→ **Extracted text**:
▬▬▬▬▬▬▬▬▬▬

Projecting into spline spaces

The projection of splines or functional data into the linear spline space spanned over a given set of knots.

Usage

project(
  fdsp,
  knots = NULL,
  smorder = 3,
  periodic = FALSE,
  basis = NULL,
  type = "spnt",
  graph = FALSE
)

Arguments

fdsp

Splinets-object or a n x (N+1) matrix, a representation of N functions to be projected to the space spanned by a Splinets-basis over a specific set of knots; If the parameter is a Splinets-object containing N splines, then it is orthogonally projected or represented in the basis that is specified by other parameters. If the paramater is a matrix, then it is treated as N piecewise constant functions with the arguments in the first column and the corresponding values of the functions in the remaining N columns.

knots

vector, the knots of the projection space, together with smorder fully characterizes the projection space; This parameter is overridden by the SLOT basis@knots of the basis input if this one is not NULL.

smorder

integer, the order of smoothness of the projection space; This parameter is overridden by the SLOT basis@smorder of the basis input if this one is not NULL.

periodic

logical, a flag to indicate if B-splines will be of periodic type or not; In the case of periodic splines, the arguments of the input and the knots need to be within [0,1] or, otherwise, an error occurs and a message advising the recentering and rescaling data is shown.

basis

Splinets-object, the basis used for the representation of the projection of the input fdsp;

type

string, the choice of the basis in the projection space used only if the basis-parameter is not given; The following choices are available

• 'bs' for the unorthogonalized B-splines,

• 'spnt' for the orthogonal splinet (the default),

• 'gsob' for the Gramm-Schmidt (one-sided) OB-splines,

• 'twob' for the two-sided OB-splines.

The default is 'spnt'.

graph

logical, indicator if the illustrative plots are to be produced:

• the splinet used in the projection(s) on the dyadic grid,

• the coefficients of the projection(s) on the dyadic grid,

• the input function(s),

• the projection(s).

;

Value

The value of the function is a list made of four elements

• project$input – fdsp, when the input is a Splinets-object or a matrix with the first column in an increasing order, otherwise it is the input numeric matrix after ordering according to the first column,

• project$coeff – N x (n-k+1) matrix of the coefficients of representation of the projection of the input in the splinet basis,

• project$basis – the spline basis,

• project$sp – the Splinets-object containing the projected splines.

▬▬▬▬▬▬▬▬▬▬

→ **Exercise set**:
1. Summarize the function reference in two sentences.
2. Rewrite the function reference from "Splinets-object or a n" up to and including "basis@knots of the basis input if this one is not NULL.", changing "projection space" to "target space".
3. Answer these questions about the function reference:
(a) What is the default value of smorder?
(b) Which type string selects the two-sided OB-splines?
(c) For periodic splines, within what interval must the arguments of the input and the knots lie?

(Collected data)
▬▬▬▬▬▬▬▬▬▬

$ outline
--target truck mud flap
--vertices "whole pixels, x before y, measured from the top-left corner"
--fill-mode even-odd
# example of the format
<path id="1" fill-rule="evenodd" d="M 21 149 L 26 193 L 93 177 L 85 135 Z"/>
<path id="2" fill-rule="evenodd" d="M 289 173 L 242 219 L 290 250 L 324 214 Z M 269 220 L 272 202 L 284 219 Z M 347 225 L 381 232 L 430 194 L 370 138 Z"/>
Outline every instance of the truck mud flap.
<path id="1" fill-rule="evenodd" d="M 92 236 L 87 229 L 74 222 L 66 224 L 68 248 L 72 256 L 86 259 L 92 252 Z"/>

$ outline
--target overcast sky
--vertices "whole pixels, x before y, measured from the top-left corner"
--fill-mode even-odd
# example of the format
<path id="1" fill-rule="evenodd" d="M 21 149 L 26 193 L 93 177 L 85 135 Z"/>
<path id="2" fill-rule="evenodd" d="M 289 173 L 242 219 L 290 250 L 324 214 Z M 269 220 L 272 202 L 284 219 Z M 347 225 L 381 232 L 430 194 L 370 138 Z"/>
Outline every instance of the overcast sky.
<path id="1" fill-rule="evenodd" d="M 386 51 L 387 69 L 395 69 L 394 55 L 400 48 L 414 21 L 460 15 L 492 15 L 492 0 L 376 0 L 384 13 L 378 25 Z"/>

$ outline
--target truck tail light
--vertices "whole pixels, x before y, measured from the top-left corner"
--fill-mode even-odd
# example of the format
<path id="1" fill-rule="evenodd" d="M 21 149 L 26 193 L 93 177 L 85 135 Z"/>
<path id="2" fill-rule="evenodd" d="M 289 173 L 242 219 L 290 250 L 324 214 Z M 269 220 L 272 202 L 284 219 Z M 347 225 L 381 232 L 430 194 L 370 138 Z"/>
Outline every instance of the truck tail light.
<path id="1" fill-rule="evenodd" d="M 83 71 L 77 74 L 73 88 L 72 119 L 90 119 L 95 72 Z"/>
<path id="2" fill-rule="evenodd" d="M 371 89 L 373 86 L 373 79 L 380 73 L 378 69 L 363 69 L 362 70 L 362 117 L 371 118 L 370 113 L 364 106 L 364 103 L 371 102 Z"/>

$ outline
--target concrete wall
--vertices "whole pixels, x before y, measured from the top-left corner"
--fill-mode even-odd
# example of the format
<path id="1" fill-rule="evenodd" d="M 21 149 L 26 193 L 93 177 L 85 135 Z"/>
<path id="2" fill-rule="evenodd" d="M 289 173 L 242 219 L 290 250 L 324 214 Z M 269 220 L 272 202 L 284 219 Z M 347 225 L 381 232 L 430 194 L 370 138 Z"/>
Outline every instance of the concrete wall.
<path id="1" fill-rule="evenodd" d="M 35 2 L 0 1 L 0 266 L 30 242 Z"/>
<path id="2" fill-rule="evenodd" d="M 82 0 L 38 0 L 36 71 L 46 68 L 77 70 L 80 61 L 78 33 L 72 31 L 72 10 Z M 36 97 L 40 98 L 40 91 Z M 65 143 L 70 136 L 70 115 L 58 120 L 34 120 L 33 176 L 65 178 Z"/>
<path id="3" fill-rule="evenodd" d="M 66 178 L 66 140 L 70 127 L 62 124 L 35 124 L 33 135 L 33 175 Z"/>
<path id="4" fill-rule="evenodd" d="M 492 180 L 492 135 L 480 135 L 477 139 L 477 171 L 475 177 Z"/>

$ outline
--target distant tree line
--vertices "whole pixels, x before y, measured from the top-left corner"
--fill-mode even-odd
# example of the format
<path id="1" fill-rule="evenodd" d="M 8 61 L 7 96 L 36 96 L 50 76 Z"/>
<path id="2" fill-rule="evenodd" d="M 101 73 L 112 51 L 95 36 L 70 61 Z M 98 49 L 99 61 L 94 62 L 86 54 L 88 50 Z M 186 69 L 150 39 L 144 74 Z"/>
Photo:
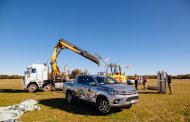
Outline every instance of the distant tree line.
<path id="1" fill-rule="evenodd" d="M 69 78 L 70 79 L 74 79 L 77 75 L 86 75 L 89 74 L 88 71 L 81 71 L 80 69 L 75 69 L 73 70 L 71 73 L 69 73 Z M 156 79 L 157 75 L 146 75 L 149 79 Z M 19 75 L 0 75 L 0 79 L 22 79 L 23 76 L 19 76 Z M 134 78 L 134 76 L 130 75 L 127 76 L 127 78 Z M 186 75 L 173 75 L 172 76 L 173 79 L 190 79 L 190 74 L 186 74 Z"/>
<path id="2" fill-rule="evenodd" d="M 19 75 L 0 75 L 0 79 L 21 79 L 23 76 Z"/>
<path id="3" fill-rule="evenodd" d="M 157 75 L 146 75 L 149 79 L 157 79 Z M 127 76 L 127 78 L 134 78 L 134 76 Z M 172 75 L 173 79 L 190 79 L 190 74 L 186 75 Z"/>

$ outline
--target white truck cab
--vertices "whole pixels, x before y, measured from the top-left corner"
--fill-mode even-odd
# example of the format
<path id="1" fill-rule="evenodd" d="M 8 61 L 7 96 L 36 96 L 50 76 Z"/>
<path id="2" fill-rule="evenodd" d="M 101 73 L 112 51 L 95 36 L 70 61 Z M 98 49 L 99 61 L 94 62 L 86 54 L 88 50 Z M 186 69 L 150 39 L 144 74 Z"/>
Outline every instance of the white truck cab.
<path id="1" fill-rule="evenodd" d="M 48 69 L 47 64 L 32 64 L 27 67 L 27 70 L 24 72 L 23 89 L 29 92 L 35 92 L 38 89 L 51 91 L 52 87 L 62 89 L 63 82 L 49 80 Z"/>

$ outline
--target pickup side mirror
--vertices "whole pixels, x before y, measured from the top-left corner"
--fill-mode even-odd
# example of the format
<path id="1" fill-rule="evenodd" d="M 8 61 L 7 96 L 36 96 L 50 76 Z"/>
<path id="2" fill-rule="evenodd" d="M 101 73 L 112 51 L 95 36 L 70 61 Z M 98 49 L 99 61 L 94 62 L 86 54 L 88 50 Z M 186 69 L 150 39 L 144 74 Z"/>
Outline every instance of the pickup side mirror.
<path id="1" fill-rule="evenodd" d="M 89 85 L 90 86 L 96 86 L 96 83 L 95 82 L 90 82 Z"/>

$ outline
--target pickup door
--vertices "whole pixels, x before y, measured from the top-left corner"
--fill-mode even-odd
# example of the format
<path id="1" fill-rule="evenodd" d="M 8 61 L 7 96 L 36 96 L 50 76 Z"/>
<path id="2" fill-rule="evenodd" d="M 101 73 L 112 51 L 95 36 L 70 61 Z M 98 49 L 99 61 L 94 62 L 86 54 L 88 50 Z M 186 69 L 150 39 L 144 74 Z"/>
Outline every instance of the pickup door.
<path id="1" fill-rule="evenodd" d="M 90 86 L 90 82 L 95 82 L 91 76 L 79 76 L 76 84 L 76 94 L 78 99 L 95 102 L 96 86 Z"/>

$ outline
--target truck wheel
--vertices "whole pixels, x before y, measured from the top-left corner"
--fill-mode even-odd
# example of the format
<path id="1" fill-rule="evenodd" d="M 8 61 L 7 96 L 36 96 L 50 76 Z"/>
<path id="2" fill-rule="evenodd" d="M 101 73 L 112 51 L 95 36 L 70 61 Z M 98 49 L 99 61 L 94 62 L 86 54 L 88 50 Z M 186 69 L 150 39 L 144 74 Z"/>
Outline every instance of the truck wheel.
<path id="1" fill-rule="evenodd" d="M 112 110 L 109 106 L 109 101 L 106 98 L 98 100 L 97 109 L 103 115 L 108 115 Z"/>
<path id="2" fill-rule="evenodd" d="M 66 94 L 66 100 L 67 100 L 67 102 L 69 104 L 74 101 L 74 97 L 73 97 L 73 94 L 71 92 L 67 92 L 67 94 Z"/>
<path id="3" fill-rule="evenodd" d="M 126 106 L 125 108 L 126 109 L 130 109 L 132 107 L 132 105 L 128 105 L 128 106 Z"/>
<path id="4" fill-rule="evenodd" d="M 37 85 L 36 84 L 30 84 L 29 86 L 28 86 L 28 91 L 29 92 L 35 92 L 36 90 L 38 89 L 38 87 L 37 87 Z"/>
<path id="5" fill-rule="evenodd" d="M 44 92 L 50 92 L 51 91 L 51 84 L 45 84 L 43 86 L 43 91 Z"/>

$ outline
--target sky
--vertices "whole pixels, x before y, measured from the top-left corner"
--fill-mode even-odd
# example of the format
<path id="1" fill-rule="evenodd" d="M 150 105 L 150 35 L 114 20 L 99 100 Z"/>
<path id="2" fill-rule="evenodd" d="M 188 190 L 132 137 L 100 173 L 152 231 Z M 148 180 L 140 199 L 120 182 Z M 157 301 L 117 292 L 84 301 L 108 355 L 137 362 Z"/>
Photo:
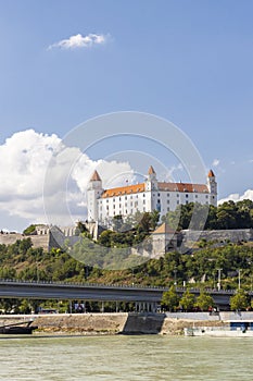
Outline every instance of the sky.
<path id="1" fill-rule="evenodd" d="M 98 165 L 110 184 L 126 174 L 135 182 L 150 164 L 161 180 L 166 167 L 185 181 L 180 157 L 146 139 L 107 139 L 84 151 L 91 128 L 81 144 L 66 138 L 119 111 L 172 122 L 215 172 L 219 200 L 253 199 L 252 13 L 251 0 L 0 0 L 0 229 L 46 222 L 45 202 L 49 214 L 64 213 L 59 183 L 45 192 L 62 149 L 53 179 L 68 175 L 73 220 L 85 216 Z"/>

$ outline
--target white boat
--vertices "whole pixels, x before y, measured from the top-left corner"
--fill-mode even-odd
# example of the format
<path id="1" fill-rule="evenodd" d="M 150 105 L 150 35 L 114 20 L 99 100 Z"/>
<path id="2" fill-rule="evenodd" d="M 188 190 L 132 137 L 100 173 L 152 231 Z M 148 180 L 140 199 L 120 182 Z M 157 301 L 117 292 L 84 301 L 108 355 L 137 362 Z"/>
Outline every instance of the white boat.
<path id="1" fill-rule="evenodd" d="M 230 321 L 226 327 L 192 327 L 185 336 L 253 337 L 253 321 Z"/>

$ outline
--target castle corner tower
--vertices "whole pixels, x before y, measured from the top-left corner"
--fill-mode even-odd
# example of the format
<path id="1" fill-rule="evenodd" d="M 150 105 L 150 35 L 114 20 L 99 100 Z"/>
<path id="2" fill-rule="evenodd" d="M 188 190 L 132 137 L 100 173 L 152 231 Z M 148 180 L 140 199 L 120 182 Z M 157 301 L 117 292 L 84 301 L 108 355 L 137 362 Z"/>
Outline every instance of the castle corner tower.
<path id="1" fill-rule="evenodd" d="M 98 199 L 103 193 L 102 180 L 97 171 L 93 172 L 87 187 L 88 222 L 98 221 Z"/>
<path id="2" fill-rule="evenodd" d="M 208 187 L 210 197 L 211 197 L 210 204 L 216 207 L 217 206 L 217 183 L 216 183 L 216 179 L 213 170 L 210 170 L 207 174 L 207 187 Z"/>

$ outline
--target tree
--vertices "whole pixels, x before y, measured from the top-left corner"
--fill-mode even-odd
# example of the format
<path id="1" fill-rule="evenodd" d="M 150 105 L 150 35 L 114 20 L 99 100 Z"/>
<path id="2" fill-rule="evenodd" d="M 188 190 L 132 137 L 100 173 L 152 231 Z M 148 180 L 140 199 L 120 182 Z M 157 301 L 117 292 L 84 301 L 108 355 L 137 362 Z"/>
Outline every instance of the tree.
<path id="1" fill-rule="evenodd" d="M 195 302 L 195 296 L 191 294 L 189 290 L 187 290 L 184 293 L 179 304 L 184 310 L 189 311 L 194 307 L 194 302 Z"/>
<path id="2" fill-rule="evenodd" d="M 207 311 L 210 308 L 214 307 L 214 299 L 210 294 L 202 291 L 195 300 L 195 306 L 202 311 Z"/>
<path id="3" fill-rule="evenodd" d="M 238 290 L 236 295 L 230 297 L 230 309 L 238 311 L 249 306 L 248 294 L 244 290 Z"/>
<path id="4" fill-rule="evenodd" d="M 172 312 L 178 306 L 178 302 L 179 302 L 179 297 L 176 293 L 176 288 L 174 285 L 172 285 L 168 291 L 165 291 L 163 293 L 161 304 L 162 306 L 168 308 L 169 312 Z"/>

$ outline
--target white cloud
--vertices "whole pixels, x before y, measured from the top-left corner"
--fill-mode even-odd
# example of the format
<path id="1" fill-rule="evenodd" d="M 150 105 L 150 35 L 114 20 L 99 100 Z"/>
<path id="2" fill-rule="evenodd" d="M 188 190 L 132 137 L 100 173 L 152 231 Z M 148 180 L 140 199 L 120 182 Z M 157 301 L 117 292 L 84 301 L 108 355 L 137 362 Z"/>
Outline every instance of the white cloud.
<path id="1" fill-rule="evenodd" d="M 0 228 L 5 225 L 1 214 L 7 212 L 26 219 L 27 225 L 48 222 L 47 217 L 62 225 L 85 219 L 85 190 L 94 169 L 104 186 L 134 179 L 127 162 L 93 161 L 78 147 L 65 147 L 56 135 L 34 130 L 8 138 L 0 146 Z"/>
<path id="2" fill-rule="evenodd" d="M 87 36 L 81 36 L 80 34 L 71 36 L 69 38 L 62 39 L 59 42 L 52 44 L 48 49 L 76 49 L 76 48 L 89 48 L 94 45 L 103 45 L 106 42 L 107 35 L 96 35 L 90 33 Z"/>
<path id="3" fill-rule="evenodd" d="M 241 196 L 239 195 L 239 193 L 233 193 L 228 197 L 220 199 L 218 204 L 223 204 L 229 200 L 237 202 L 237 201 L 242 201 L 244 199 L 250 199 L 253 201 L 253 189 L 245 190 L 244 194 Z"/>
<path id="4" fill-rule="evenodd" d="M 213 167 L 218 167 L 218 164 L 219 164 L 219 160 L 218 159 L 214 159 L 212 165 Z"/>

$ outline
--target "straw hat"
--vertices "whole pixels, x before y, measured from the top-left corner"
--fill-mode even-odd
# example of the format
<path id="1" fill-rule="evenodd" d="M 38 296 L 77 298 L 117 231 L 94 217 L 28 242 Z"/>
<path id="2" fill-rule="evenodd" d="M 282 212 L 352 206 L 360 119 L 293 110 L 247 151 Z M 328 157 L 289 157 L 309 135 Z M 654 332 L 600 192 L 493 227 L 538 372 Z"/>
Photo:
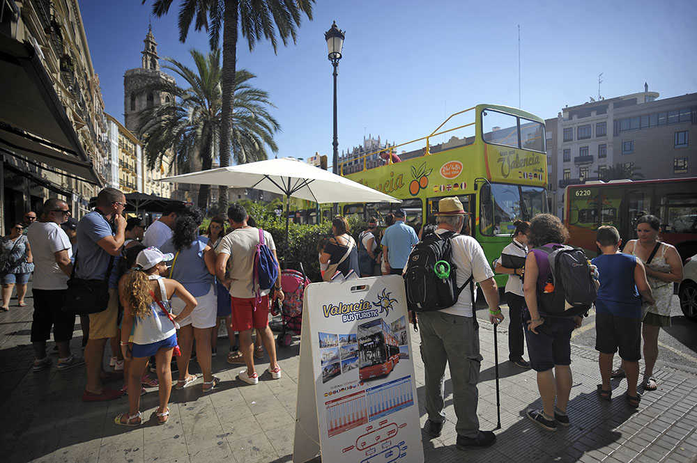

▬▬▬▬▬▬▬▬▬▬

→ **Solutions below**:
1. The function project projects splines or functional data into the linear spline space spanned over a given set of knots. Its input is a Splinets-object or a matrix, with settings for the knots, smoothness order, periodicity, basis, basis type and plots, and it returns a list of four elements: the input, the coefficients of the projection, the spline basis and the Splinets-object containing the projected splines.

2.
Splinets-object or a n x (N+1) matrix, a representation of N functions to be projected to the space spanned by a Splinets-basis over a specific set of knots; If the parameter is a Splinets-object containing N splines, then it is orthogonally projected or represented in the basis that is specified by other parameters. If the paramater is a matrix, then it is treated as N piecewise constant functions with the arguments in the first column and the corresponding values of the functions in the remaining N columns.

knots

vector, the knots of the target space, together with smorder fully characterizes the target space; This parameter is overridden by the SLOT basis@knots of the basis input if this one is not NULL.

3.
(a) 3
(b) 'twob'
(c) [0,1]